**What to produce:** Return the records exactly, please. Every line should match.
[[ Source data, beginning ]]
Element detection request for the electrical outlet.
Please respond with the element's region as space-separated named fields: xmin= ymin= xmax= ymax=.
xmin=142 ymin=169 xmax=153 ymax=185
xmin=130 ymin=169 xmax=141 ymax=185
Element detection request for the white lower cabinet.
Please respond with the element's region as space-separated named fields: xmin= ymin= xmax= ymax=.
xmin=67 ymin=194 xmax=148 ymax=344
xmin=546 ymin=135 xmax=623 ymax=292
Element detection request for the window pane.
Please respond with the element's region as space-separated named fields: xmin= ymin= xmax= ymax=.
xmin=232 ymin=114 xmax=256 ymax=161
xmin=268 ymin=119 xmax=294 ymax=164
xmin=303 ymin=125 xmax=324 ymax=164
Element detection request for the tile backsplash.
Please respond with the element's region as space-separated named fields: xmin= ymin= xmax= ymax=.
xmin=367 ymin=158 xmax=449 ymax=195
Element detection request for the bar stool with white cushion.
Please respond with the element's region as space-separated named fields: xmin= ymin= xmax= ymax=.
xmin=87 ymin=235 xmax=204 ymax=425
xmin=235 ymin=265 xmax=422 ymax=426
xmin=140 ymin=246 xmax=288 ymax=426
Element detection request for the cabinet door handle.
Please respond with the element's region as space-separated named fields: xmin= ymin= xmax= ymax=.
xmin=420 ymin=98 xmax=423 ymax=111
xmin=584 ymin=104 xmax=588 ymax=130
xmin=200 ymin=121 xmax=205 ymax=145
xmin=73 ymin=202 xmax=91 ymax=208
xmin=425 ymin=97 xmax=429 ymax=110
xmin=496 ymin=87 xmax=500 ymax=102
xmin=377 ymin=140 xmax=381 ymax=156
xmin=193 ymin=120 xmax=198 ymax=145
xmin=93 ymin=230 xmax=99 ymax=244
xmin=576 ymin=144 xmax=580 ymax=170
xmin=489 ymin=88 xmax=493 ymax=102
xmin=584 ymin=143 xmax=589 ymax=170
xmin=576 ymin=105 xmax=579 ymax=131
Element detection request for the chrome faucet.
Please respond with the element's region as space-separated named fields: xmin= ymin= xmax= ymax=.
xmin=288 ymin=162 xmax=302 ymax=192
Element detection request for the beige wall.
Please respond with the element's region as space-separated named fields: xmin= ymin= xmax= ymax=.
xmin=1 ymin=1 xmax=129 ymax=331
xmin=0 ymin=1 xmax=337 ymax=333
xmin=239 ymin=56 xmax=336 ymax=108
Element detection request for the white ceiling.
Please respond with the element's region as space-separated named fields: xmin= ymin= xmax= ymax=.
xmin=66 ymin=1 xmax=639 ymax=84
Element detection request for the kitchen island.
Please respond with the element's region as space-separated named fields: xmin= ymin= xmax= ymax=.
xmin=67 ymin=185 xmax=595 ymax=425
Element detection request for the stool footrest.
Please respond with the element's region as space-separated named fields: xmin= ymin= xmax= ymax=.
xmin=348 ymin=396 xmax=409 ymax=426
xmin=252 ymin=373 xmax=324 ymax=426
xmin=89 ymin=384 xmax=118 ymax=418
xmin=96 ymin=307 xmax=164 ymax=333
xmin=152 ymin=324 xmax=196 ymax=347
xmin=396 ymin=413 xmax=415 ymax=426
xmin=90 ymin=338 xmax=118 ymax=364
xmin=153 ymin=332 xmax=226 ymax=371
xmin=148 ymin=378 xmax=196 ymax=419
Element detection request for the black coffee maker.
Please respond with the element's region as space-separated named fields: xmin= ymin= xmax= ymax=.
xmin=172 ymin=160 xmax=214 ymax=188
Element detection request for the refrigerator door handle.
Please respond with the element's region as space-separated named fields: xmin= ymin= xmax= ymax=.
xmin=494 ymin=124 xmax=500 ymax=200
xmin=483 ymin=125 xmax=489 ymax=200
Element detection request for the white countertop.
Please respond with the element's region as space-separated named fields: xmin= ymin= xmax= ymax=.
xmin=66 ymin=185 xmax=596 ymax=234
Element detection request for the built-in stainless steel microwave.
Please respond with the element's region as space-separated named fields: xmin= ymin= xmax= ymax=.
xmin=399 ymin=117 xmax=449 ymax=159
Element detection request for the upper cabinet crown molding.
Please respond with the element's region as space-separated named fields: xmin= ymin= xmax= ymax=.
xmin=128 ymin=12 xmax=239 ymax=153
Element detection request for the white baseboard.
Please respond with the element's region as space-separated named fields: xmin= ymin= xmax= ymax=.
[[ Source data, end ]]
**Response box:**
Element detection request for the electrical outlet.
Please respond with the element's region as space-separated named fields: xmin= ymin= xmax= ymax=.
xmin=142 ymin=169 xmax=153 ymax=185
xmin=130 ymin=169 xmax=141 ymax=185
Element detection request for the white lower cabinet.
Please respond with the element's region as space-separated named fields: xmin= ymin= xmax= ymax=.
xmin=67 ymin=194 xmax=148 ymax=344
xmin=546 ymin=135 xmax=623 ymax=292
Element detection request for the window pane.
Please respond with the element's region as space-separated named fields: xmin= ymin= xmax= ymax=.
xmin=232 ymin=114 xmax=256 ymax=161
xmin=268 ymin=119 xmax=294 ymax=164
xmin=303 ymin=125 xmax=324 ymax=164
Element detection request for the tile backsplash.
Please respond with the element's region as space-separated named fields: xmin= ymin= xmax= ymax=.
xmin=367 ymin=158 xmax=449 ymax=195
Element detection request for the bar stool with white cushion.
Please respond with the element's region as space-separated named fields: xmin= ymin= xmax= ymax=.
xmin=87 ymin=235 xmax=204 ymax=425
xmin=235 ymin=265 xmax=422 ymax=426
xmin=140 ymin=246 xmax=288 ymax=426
Element detection request for the cabinet door handle.
Please respond with the element's region as space-separated named fields: xmin= ymin= xmax= ymax=.
xmin=420 ymin=98 xmax=423 ymax=111
xmin=584 ymin=104 xmax=588 ymax=130
xmin=200 ymin=121 xmax=205 ymax=145
xmin=73 ymin=202 xmax=91 ymax=208
xmin=425 ymin=97 xmax=429 ymax=110
xmin=496 ymin=87 xmax=500 ymax=102
xmin=377 ymin=140 xmax=381 ymax=156
xmin=193 ymin=120 xmax=198 ymax=145
xmin=93 ymin=230 xmax=99 ymax=244
xmin=576 ymin=144 xmax=580 ymax=170
xmin=489 ymin=88 xmax=493 ymax=102
xmin=584 ymin=143 xmax=589 ymax=170
xmin=576 ymin=105 xmax=579 ymax=131
Element detection request for the chrome faucet.
Please respond with the element's region as space-separated named fields: xmin= ymin= xmax= ymax=.
xmin=288 ymin=162 xmax=302 ymax=192
Element detection request for the beige wall.
Please respond with the element's region as space-separated named fields: xmin= ymin= xmax= ymax=.
xmin=1 ymin=1 xmax=129 ymax=331
xmin=0 ymin=1 xmax=337 ymax=333
xmin=239 ymin=56 xmax=336 ymax=108
Element detection request for the white ceiling.
Please respond with the element's region as space-separated named fields: xmin= ymin= xmax= ymax=.
xmin=66 ymin=1 xmax=639 ymax=84
Element detection request for the kitchen island.
Please respond with the element's region as space-separated named fields: xmin= ymin= xmax= ymax=.
xmin=67 ymin=185 xmax=595 ymax=425
Element detection request for the stool footrest.
Please respond with the element's region as space-separated named fields: xmin= ymin= xmax= ymax=.
xmin=348 ymin=396 xmax=409 ymax=426
xmin=252 ymin=373 xmax=324 ymax=426
xmin=89 ymin=384 xmax=118 ymax=418
xmin=96 ymin=307 xmax=164 ymax=333
xmin=152 ymin=324 xmax=196 ymax=347
xmin=396 ymin=413 xmax=415 ymax=426
xmin=90 ymin=338 xmax=118 ymax=364
xmin=153 ymin=332 xmax=226 ymax=371
xmin=148 ymin=378 xmax=196 ymax=419
Element detection request for the black coffee maker.
Please respond with the element's region as space-separated named fields: xmin= ymin= xmax= ymax=.
xmin=172 ymin=160 xmax=214 ymax=188
Element detection request for the refrigerator door handle.
Please respond with the element's region as space-separated named fields: xmin= ymin= xmax= ymax=.
xmin=494 ymin=124 xmax=500 ymax=200
xmin=483 ymin=125 xmax=489 ymax=200
Element detection request for the white countertop.
Please respond with the element's region as space-separated named fields: xmin= ymin= xmax= ymax=.
xmin=66 ymin=185 xmax=596 ymax=234
Element detection request for the built-in stainless steel microwave.
Please respond with the element's region as space-separated named fields: xmin= ymin= xmax= ymax=.
xmin=399 ymin=117 xmax=449 ymax=159
Element detection request for the upper cabinet crown molding.
Please respond with the element's region as space-separated named fields: xmin= ymin= xmax= ymax=.
xmin=128 ymin=12 xmax=239 ymax=153
Element detection request for the white baseboard.
Please respond with the element's region as space-separated named fields: xmin= ymin= xmax= ymax=.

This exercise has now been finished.